### The task
Render the stretch of material from the start through the line containing "130), (4, 122)]" as a Markdown table with the columns Row and Line, omitting blank lines.

### Dataset items
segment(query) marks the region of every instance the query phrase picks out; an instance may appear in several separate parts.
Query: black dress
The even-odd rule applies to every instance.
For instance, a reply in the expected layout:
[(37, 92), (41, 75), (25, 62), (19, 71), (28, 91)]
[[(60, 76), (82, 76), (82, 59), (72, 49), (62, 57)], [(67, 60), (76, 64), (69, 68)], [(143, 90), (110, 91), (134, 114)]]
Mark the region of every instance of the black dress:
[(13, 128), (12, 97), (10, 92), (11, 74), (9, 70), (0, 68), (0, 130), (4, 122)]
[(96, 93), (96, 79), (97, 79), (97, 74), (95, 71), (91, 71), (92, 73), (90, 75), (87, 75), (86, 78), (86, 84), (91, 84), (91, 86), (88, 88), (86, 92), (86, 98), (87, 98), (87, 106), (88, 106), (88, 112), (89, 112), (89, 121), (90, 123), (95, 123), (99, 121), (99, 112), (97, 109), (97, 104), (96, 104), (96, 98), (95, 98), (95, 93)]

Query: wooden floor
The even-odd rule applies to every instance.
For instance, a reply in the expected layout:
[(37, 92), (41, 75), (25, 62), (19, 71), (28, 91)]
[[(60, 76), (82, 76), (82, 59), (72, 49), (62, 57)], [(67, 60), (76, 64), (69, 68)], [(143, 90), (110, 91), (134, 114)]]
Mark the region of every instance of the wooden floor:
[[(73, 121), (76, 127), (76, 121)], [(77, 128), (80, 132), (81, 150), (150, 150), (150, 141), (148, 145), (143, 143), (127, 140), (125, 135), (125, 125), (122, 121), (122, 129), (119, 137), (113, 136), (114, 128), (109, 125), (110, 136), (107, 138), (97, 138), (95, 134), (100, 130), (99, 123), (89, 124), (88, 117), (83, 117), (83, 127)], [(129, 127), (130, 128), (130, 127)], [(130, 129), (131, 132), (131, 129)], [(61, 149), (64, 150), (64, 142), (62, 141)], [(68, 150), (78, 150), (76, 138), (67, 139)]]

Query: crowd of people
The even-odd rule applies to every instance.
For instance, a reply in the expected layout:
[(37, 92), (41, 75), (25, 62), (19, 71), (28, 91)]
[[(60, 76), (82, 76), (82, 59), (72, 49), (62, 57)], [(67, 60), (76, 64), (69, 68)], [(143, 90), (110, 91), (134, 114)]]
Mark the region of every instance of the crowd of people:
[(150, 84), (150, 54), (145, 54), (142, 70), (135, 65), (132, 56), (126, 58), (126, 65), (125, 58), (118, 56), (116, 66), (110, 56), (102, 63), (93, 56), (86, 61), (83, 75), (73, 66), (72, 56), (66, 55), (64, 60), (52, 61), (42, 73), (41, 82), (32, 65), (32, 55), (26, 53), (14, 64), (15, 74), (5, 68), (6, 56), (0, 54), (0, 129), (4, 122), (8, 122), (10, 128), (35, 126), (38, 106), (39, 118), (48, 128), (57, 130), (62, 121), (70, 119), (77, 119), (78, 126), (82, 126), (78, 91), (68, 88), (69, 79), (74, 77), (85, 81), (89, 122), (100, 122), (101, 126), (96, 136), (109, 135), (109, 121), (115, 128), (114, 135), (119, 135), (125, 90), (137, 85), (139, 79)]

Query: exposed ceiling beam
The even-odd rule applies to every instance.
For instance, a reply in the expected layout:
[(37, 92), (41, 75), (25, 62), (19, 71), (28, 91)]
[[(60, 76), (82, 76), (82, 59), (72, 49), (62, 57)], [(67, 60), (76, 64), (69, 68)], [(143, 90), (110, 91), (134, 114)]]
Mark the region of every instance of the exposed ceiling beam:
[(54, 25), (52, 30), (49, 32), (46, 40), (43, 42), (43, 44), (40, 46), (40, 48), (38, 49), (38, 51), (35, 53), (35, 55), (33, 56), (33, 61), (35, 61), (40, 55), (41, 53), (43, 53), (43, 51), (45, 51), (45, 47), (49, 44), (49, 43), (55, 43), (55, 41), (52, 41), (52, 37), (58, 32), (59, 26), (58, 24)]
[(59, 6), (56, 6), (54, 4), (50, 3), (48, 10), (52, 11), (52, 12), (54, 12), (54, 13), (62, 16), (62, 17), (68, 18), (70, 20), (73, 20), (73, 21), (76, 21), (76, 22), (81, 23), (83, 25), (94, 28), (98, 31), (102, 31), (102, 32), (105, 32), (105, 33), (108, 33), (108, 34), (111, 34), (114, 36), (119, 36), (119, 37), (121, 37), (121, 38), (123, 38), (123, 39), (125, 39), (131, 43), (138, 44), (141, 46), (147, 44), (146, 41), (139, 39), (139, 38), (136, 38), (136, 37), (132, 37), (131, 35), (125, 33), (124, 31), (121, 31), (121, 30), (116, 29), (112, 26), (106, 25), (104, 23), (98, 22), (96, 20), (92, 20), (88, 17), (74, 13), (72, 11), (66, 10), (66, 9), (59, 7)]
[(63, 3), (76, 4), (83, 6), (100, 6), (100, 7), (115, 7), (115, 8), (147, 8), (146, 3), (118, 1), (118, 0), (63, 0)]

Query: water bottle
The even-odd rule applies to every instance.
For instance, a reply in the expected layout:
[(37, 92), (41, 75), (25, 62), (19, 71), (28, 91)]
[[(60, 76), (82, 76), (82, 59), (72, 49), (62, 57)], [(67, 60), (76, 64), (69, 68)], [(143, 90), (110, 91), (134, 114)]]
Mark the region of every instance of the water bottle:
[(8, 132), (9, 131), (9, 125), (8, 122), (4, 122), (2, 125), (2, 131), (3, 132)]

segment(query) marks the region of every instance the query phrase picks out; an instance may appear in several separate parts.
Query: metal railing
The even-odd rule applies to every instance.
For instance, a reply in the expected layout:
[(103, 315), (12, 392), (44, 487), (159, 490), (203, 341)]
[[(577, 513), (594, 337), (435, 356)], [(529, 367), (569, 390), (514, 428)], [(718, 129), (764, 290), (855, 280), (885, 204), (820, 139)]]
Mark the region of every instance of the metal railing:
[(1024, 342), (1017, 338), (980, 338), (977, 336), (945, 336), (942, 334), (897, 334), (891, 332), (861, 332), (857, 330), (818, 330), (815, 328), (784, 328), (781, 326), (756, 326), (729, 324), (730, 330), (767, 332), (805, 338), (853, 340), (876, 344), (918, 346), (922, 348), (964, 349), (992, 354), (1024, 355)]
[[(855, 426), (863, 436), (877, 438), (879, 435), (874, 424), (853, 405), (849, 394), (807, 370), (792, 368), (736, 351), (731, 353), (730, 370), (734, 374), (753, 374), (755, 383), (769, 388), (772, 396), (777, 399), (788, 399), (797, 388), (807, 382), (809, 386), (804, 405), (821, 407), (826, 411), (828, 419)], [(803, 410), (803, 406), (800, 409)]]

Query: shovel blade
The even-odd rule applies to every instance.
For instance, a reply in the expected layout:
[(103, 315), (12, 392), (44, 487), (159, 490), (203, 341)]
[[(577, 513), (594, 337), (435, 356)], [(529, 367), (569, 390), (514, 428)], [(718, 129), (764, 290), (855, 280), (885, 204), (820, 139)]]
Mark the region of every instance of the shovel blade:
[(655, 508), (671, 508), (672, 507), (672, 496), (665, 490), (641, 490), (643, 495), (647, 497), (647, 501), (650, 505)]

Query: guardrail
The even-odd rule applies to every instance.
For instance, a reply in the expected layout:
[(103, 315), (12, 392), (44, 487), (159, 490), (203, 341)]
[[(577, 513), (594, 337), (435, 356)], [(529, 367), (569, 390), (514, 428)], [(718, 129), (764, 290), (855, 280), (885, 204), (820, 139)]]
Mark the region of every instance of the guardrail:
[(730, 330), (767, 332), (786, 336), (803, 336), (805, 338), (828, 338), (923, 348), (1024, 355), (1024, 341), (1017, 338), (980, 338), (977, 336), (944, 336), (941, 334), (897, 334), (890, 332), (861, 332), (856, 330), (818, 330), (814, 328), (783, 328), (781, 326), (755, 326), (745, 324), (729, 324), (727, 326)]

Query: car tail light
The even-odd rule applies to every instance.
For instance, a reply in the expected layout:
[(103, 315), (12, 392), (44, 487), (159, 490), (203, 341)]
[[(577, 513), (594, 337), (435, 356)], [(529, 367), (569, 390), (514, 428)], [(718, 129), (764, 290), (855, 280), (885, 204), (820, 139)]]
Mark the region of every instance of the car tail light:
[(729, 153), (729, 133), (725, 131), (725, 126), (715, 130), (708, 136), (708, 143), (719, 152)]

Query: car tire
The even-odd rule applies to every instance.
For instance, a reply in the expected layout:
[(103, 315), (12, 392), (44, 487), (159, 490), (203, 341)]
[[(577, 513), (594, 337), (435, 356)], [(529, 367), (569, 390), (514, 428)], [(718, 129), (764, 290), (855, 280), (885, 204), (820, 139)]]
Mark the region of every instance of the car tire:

### Final answer
| Row | Line |
|---|---|
| 1 | segment(query) marks the region of every instance the query phrase picks out; an instance may appear in several separate parts. |
| 2 | Query: black dress |
| 3 | The even-odd rule applies to every instance. |
| 4 | For instance, a reply in the expected layout: |
| 5 | [(37, 92), (41, 75), (25, 62), (19, 71), (28, 91)] |
| 6 | [[(60, 76), (82, 76), (82, 59), (72, 49), (62, 57)], [(67, 60), (76, 64), (69, 68)], [(143, 90), (110, 91), (134, 114)]] |
| 7 | Mark the region of every instance of the black dress: |
| 8 | [(13, 128), (12, 97), (10, 92), (11, 74), (9, 70), (0, 68), (0, 130), (4, 122)] |